Location identification items
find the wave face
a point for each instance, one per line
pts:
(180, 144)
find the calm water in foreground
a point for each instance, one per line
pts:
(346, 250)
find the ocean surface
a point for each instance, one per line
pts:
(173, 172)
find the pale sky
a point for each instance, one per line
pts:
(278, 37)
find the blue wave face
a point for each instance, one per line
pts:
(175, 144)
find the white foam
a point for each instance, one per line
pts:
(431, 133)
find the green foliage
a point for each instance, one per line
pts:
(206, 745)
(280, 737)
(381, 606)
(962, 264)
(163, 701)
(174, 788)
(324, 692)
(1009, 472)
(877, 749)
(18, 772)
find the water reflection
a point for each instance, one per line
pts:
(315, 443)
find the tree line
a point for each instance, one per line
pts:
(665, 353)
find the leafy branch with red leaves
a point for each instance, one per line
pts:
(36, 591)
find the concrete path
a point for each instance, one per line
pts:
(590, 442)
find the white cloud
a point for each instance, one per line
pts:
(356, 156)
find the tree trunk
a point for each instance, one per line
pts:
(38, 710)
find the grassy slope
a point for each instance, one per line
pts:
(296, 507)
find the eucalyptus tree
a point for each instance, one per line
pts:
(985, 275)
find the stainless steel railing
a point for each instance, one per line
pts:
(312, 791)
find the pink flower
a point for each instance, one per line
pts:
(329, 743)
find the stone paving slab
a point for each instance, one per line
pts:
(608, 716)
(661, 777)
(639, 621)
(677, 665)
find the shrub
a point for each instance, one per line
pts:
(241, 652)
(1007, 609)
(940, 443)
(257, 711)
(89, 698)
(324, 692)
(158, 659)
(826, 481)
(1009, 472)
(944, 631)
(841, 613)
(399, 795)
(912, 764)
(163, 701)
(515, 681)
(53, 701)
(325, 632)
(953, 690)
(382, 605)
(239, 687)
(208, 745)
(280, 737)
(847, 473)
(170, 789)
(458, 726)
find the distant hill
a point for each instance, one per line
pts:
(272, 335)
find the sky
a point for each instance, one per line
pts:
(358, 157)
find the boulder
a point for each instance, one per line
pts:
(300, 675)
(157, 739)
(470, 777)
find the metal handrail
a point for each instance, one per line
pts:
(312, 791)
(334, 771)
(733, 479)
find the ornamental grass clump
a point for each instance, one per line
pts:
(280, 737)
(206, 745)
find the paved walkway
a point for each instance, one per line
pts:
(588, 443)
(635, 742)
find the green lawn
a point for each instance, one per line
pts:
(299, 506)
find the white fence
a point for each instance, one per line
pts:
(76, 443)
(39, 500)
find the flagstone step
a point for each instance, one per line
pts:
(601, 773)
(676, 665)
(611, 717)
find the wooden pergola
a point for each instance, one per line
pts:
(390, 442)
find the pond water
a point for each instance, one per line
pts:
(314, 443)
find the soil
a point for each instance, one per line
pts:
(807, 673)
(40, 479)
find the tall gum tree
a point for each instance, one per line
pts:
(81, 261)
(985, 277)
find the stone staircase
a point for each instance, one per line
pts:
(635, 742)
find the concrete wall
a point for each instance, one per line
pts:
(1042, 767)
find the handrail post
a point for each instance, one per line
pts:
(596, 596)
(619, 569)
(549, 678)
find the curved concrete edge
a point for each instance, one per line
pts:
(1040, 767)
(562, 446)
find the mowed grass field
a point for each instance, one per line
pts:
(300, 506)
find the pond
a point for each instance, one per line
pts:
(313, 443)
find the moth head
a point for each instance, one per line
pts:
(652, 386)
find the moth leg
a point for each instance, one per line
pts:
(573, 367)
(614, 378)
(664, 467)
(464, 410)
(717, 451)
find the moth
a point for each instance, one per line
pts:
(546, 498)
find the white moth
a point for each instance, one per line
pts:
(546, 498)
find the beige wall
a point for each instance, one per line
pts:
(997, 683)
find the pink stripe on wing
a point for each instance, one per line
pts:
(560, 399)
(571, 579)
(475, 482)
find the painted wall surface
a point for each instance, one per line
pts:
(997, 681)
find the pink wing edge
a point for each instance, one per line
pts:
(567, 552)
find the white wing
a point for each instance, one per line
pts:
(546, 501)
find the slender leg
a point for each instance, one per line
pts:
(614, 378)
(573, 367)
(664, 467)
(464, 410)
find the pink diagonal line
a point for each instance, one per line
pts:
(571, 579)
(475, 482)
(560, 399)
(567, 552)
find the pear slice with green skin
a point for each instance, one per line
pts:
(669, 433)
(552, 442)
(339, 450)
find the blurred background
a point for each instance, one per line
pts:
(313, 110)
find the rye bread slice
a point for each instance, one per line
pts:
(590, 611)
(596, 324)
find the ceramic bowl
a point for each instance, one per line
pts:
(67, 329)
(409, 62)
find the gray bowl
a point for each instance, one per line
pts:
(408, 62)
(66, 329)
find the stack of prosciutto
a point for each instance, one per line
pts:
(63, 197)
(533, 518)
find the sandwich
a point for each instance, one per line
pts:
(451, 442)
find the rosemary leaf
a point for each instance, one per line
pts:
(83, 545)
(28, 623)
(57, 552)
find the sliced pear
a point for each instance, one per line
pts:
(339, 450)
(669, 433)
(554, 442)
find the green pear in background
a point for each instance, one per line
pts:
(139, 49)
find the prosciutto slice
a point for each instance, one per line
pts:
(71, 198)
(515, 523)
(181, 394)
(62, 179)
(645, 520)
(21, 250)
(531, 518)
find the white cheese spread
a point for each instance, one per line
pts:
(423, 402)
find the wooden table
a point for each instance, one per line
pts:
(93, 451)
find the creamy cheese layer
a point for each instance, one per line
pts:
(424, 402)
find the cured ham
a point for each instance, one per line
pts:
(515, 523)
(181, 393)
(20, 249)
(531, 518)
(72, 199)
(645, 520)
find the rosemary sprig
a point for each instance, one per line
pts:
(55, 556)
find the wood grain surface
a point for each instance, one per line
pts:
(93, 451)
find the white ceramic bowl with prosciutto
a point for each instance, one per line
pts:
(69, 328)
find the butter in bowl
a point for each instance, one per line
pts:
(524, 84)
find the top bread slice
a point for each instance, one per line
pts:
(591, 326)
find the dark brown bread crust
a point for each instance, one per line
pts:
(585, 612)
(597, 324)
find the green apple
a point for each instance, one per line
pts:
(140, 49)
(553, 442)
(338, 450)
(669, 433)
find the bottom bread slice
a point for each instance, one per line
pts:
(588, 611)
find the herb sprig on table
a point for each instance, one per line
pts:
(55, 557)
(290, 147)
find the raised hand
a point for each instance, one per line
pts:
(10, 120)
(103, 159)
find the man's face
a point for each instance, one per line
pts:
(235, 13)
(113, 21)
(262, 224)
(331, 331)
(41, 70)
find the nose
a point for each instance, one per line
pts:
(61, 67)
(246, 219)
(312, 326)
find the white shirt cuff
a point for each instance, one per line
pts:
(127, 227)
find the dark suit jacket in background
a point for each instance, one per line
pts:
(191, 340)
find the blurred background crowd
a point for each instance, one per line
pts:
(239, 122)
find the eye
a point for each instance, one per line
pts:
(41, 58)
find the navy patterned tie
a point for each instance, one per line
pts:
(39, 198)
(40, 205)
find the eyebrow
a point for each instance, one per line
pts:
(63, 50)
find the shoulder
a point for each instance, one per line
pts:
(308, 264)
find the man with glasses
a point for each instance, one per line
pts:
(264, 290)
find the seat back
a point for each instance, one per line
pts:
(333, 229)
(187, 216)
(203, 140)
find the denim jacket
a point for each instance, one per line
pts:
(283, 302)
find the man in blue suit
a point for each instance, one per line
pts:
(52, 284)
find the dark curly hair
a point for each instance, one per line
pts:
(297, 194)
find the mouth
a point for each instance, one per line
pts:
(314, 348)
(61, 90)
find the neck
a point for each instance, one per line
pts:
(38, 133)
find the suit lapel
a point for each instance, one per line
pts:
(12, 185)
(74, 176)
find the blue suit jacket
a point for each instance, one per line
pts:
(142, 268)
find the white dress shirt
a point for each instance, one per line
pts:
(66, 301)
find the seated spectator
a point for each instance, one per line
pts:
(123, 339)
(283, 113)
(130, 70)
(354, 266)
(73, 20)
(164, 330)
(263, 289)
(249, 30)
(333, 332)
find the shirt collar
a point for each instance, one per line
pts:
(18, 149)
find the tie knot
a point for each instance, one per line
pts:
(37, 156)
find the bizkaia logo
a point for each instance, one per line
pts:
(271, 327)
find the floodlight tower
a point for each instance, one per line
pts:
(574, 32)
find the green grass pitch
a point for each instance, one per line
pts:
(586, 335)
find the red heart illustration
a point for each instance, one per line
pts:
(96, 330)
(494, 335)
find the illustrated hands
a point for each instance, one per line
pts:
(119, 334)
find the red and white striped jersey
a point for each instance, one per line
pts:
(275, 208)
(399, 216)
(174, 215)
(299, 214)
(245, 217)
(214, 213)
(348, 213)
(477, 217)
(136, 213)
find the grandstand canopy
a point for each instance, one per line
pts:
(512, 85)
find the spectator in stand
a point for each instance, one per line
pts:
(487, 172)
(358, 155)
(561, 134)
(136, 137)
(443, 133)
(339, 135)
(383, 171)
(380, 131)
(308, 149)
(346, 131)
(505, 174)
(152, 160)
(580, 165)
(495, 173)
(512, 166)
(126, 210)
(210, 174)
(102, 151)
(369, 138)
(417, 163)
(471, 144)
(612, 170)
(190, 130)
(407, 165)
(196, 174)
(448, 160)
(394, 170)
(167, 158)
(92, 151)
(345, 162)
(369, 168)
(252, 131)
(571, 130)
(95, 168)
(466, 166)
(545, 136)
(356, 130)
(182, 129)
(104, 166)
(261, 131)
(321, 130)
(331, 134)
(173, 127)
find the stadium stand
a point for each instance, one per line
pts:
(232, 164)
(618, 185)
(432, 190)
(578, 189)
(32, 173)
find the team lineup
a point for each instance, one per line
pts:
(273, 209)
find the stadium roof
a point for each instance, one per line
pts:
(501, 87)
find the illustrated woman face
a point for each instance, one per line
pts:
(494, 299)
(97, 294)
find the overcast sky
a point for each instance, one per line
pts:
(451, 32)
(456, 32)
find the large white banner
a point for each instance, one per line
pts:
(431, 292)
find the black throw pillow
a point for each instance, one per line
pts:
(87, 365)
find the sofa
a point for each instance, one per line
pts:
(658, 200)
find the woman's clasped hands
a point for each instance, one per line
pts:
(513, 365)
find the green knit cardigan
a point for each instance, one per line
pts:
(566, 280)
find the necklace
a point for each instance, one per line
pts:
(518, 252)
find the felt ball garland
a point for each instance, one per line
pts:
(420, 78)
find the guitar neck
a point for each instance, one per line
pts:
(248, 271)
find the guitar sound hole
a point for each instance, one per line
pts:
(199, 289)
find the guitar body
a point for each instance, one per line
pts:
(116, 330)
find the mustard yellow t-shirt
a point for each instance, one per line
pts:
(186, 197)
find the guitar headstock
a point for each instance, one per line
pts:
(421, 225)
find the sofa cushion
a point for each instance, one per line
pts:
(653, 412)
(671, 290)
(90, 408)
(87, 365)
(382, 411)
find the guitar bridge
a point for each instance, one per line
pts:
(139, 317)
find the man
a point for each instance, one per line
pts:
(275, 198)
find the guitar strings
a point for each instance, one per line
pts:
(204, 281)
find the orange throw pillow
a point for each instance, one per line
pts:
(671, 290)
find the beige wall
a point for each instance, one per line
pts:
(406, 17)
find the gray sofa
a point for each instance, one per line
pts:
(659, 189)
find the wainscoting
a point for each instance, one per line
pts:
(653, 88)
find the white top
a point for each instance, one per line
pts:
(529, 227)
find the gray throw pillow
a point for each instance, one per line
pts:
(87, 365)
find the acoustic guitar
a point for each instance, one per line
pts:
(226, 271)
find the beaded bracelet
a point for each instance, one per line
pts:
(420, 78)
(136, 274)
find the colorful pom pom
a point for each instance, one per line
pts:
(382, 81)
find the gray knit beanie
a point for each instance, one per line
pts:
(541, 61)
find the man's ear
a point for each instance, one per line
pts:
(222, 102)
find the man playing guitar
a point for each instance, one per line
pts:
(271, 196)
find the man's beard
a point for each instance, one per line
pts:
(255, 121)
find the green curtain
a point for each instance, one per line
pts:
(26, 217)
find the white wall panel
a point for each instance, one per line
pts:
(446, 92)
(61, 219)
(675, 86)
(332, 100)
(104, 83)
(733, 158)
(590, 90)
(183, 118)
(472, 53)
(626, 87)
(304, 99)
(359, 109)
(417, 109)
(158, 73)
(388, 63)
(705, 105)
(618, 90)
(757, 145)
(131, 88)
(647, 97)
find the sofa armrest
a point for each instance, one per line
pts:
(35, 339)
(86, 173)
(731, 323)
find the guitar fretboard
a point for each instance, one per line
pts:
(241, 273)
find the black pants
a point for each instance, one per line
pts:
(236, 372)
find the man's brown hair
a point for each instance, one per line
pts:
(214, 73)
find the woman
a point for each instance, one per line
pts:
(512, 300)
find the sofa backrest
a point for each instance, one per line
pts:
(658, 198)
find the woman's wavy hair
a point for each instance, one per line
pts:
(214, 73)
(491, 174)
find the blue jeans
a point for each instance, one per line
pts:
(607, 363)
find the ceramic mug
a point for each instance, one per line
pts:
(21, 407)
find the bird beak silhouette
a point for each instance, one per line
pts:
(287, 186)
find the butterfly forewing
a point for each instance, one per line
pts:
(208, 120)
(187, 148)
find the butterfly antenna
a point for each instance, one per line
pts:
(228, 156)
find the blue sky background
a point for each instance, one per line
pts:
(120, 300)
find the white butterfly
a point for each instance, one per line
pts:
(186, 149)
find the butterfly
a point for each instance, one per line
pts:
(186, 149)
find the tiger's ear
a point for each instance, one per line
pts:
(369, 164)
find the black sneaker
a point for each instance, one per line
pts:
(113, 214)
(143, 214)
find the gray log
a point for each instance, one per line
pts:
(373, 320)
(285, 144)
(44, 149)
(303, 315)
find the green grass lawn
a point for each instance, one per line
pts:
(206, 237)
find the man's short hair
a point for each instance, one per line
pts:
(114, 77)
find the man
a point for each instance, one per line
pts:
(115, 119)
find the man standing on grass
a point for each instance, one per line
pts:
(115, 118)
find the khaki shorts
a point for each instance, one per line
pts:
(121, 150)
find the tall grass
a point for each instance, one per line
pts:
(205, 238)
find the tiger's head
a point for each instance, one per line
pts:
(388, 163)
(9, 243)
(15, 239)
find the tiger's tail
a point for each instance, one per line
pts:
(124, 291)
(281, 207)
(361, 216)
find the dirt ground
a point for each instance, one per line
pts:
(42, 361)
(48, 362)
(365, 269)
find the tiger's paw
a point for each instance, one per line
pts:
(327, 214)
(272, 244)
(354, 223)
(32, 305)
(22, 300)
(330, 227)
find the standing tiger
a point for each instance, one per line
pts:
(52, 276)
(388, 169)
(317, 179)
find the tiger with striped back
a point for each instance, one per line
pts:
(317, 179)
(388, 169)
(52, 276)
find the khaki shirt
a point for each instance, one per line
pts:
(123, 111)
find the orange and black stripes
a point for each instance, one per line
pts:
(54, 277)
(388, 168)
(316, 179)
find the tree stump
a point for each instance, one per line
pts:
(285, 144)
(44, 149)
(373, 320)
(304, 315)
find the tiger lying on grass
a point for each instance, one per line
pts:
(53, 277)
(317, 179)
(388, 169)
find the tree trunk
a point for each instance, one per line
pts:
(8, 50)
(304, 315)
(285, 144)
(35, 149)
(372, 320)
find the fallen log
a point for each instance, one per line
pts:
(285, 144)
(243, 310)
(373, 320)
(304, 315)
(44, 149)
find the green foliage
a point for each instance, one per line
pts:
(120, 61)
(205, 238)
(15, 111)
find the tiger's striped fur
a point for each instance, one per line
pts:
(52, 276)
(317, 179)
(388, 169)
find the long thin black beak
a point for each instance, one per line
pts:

**Exercise**
Repeat exactly the lines from the line containing "find the man standing on grass" through the last line of the records above, including both, and nothing else.

**Finished task**
find the man standing on grass
a point for each instance, one per line
pts:
(115, 118)
find the khaki shorts
a point for each instance, one per line
pts:
(121, 150)
find the tall grass
a point for each instance, one per line
pts:
(205, 238)
find the tiger's head
a point for each instance, one per line
pts:
(388, 163)
(9, 243)
(15, 239)
find the tiger's tail
a point for each instance, one per line
pts:
(124, 291)
(281, 207)
(361, 216)
find the dirt ground
a point for each instance, one per line
pts:
(42, 361)
(48, 362)
(365, 269)
find the tiger's paw
a point for each instance, one per line
pts:
(327, 214)
(272, 244)
(354, 223)
(32, 305)
(22, 300)
(330, 227)
find the standing tiger
a point for each instance, one per line
pts:
(52, 276)
(388, 169)
(317, 179)
find the tiger with striped back
a point for each instance, one per line
pts:
(317, 179)
(388, 169)
(52, 276)
find the khaki shirt
a point for each instance, one per line
pts:
(123, 111)
find the orange and black stripes
a point for each instance, one per line
pts:
(54, 277)
(388, 168)
(316, 179)
find the tree stump
a point for each instance, one per line
pts:
(285, 144)
(44, 149)
(373, 320)
(304, 315)
find the tiger lying on grass
a point for each instance, one per line
pts:
(53, 277)
(317, 179)
(388, 169)
find the tree trunk
a point for each instance, one per line
pts:
(8, 50)
(304, 315)
(285, 144)
(35, 149)
(372, 320)
find the fallen log
a point for each instance, one per line
pts:
(285, 144)
(243, 310)
(373, 320)
(304, 315)
(44, 149)
find the green foliage
a point for each instance, one per line
pts:
(120, 61)
(205, 238)
(15, 111)
find the tiger's striped fur
a point for each instance, one per line
pts:
(52, 276)
(317, 179)
(388, 169)
find the long thin black beak
a point for each instance, one per line
pts:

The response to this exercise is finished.